Add 62 to every coordinate in the answers while rewriting the lines, requests included. Begin at the line that has "steel refrigerator, which" and stop after the line that has "[(289, 201)]".

════

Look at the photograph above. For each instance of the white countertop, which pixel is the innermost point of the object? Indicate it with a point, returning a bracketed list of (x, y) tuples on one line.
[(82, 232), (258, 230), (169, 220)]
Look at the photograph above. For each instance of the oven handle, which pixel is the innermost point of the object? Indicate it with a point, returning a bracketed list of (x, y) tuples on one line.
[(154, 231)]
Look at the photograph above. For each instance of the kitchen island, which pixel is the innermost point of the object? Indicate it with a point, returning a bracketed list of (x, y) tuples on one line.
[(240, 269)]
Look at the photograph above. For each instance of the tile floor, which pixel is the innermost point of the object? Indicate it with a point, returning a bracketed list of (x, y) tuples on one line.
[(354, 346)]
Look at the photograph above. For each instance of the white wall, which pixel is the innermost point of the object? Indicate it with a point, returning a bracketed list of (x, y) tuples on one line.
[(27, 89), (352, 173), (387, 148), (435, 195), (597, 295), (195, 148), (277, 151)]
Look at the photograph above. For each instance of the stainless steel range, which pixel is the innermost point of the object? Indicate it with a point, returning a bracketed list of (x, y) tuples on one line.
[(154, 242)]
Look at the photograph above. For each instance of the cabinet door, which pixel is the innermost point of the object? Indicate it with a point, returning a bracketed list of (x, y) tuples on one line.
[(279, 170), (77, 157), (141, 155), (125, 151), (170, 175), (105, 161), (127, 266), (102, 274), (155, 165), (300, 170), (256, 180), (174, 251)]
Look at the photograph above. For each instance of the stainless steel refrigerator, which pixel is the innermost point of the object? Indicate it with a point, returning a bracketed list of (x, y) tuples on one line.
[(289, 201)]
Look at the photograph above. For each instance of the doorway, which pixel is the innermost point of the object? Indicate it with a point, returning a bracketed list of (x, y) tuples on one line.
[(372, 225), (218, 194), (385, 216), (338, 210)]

════

Expected answer.
Look at the photograph above. For each instance of the stainless steel refrigerator, which pixel is the innermost point of the object? Indicate it with a point, returning a bracketed list of (x, y) tuples on one line.
[(351, 263)]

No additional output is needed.